EL PROBLEMA
¿Cuántas líneas del listado contienen la cadena "woman", distinguiendo mayúsculas de minúsculas? Cuéntalas y responde solo con el número.

+ + + + +

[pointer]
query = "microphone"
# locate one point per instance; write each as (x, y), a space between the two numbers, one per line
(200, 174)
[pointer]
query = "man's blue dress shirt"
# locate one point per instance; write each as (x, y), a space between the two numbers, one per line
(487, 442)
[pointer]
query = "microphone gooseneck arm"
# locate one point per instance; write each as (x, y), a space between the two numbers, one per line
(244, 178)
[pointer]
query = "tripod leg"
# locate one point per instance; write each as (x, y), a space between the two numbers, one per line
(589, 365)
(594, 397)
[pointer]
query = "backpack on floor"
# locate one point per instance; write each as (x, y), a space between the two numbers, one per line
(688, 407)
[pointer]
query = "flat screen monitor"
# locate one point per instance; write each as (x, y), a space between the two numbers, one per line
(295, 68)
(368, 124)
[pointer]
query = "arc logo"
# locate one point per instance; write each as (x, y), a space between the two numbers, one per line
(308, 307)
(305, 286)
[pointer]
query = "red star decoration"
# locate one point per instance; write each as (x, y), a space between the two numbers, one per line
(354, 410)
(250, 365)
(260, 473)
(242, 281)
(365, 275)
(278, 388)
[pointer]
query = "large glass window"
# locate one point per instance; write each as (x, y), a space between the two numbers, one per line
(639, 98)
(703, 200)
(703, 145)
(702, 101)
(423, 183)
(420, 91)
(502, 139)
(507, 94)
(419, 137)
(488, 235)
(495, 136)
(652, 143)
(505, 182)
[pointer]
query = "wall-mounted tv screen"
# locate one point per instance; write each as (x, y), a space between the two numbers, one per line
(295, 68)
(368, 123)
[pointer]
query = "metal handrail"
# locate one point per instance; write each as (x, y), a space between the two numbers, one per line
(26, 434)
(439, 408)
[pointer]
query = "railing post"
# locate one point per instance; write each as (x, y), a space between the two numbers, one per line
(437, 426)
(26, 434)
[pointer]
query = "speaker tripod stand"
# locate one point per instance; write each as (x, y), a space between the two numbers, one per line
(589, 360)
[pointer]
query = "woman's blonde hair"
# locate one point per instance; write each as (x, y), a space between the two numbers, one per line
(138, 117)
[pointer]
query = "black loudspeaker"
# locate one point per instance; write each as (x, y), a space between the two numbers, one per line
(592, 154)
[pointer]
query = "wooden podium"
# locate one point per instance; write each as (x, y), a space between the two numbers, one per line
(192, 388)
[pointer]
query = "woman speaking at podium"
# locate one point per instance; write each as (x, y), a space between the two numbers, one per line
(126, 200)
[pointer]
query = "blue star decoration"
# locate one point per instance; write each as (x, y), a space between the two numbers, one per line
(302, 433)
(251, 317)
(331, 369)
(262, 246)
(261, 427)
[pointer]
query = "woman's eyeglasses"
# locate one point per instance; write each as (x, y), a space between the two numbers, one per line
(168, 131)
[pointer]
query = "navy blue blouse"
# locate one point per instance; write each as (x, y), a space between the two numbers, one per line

+ + + + +

RESPUESTA DEL EJERCICIO
3